Raw data below:

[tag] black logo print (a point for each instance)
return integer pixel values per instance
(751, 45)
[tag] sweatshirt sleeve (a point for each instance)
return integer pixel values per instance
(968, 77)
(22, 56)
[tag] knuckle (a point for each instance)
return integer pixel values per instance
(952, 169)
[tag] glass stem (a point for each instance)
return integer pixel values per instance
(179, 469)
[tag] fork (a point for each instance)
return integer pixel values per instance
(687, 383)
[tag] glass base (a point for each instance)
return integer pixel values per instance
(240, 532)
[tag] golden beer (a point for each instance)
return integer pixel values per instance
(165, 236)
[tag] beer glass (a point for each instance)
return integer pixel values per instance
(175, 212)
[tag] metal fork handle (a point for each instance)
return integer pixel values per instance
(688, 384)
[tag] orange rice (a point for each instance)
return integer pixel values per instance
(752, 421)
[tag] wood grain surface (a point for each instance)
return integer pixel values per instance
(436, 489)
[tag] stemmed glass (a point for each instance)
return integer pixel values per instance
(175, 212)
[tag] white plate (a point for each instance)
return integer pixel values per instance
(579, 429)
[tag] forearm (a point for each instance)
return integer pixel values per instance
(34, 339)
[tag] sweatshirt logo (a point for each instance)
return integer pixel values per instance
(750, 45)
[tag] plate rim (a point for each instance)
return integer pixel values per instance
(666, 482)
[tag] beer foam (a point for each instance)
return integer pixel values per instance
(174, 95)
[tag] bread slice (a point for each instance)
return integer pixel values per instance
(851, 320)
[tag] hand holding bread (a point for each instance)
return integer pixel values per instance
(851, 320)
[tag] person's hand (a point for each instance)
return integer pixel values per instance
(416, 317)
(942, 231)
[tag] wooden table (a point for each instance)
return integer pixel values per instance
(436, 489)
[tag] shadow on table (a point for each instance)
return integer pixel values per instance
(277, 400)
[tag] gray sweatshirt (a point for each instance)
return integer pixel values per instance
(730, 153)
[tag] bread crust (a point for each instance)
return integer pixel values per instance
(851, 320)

End of Raw data.

→ What is being asked: What the exercise needs is every record again, word for word.

→ Response box:
[tag] black logo print (a point for each instance)
return integer pixel values per instance
(751, 45)
[tag] sweatshirt sleeve (a point for each instance)
return integer pixel values per instance
(968, 77)
(22, 56)
[tag] knuckle (a point for each instance)
return integer pixel values per instance
(952, 169)
[tag] glass stem (a point for each instance)
return integer pixel values per instance
(179, 469)
[tag] fork (a point for each instance)
return integer pixel values per instance
(687, 383)
[tag] glass base (a point for each instance)
return integer pixel values per instance
(240, 532)
[tag] golden beer (a point for each instance)
return integer pixel values per instance
(165, 236)
[tag] beer glass (a point for each instance)
return integer pixel values per instance
(175, 212)
[tag] metal fork handle (a point for each instance)
return integer pixel values per instance
(688, 384)
[tag] orange rice (a point for each instance)
return integer pixel values per instance
(752, 421)
[tag] wood grain surface (a point for each instance)
return integer pixel values per instance
(436, 489)
[tag] stemmed glass (a point for each instance)
return integer pixel values per instance
(175, 212)
[tag] white plate (a point for each instance)
return integer pixel values per instance
(579, 429)
[tag] forearm (a point for each instance)
return integer pixel values per instance
(34, 339)
[tag] sweatshirt logo (a point for each instance)
return integer pixel values per instance
(750, 45)
[tag] plate rim (a point for each instance)
return integer pixel values per instance
(666, 482)
[tag] beer foam (a point for each instance)
return integer pixel values per instance
(174, 95)
[tag] bread slice (a point for each instance)
return integer pixel values per instance
(851, 320)
[tag] hand holding bread (a point for each instance)
return integer pixel values per instance
(851, 320)
[tag] person's hand (a point for each instance)
return integer pixel values per instance
(416, 317)
(942, 231)
[tag] wooden table (a point for each instance)
return integer pixel values per instance
(436, 489)
[tag] shadow on table (a point for each instance)
return integer pixel values per instance
(277, 400)
[tag] gray sweatshirt (a point for each instance)
return integer pixel values per instance
(730, 153)
[tag] bread crust (a point for each instance)
return integer pixel values per instance
(851, 320)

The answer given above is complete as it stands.